**Records for the exercise**
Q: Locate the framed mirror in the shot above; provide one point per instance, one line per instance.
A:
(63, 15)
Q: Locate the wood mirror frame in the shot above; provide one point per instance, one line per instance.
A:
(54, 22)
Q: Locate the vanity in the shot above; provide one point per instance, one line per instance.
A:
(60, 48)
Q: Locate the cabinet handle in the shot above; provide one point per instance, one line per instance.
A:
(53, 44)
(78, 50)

==

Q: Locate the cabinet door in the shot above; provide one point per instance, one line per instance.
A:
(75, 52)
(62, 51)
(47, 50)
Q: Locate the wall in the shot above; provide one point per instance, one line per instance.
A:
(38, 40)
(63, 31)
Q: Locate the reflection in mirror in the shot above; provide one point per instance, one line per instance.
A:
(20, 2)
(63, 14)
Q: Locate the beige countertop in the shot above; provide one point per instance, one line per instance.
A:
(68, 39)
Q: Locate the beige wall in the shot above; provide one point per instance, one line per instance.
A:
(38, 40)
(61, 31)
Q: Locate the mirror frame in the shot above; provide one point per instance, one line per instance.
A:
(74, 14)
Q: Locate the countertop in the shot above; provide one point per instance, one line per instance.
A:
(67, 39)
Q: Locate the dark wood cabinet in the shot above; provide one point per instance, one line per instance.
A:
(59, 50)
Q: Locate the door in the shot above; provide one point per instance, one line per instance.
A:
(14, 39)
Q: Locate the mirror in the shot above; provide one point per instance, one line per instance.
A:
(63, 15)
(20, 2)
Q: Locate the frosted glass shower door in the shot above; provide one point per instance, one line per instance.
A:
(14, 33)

**Directions for this task**
Read each line of the material, and wherever the word "wood" turns up, copy that line.

**Exercise answer**
Q: Locate the wood mirror frame in the shot above; provide one point per instance, one line per instance.
Q: Locate the dark wood cabinet in the shot above; provide one point per instance, one line per instance.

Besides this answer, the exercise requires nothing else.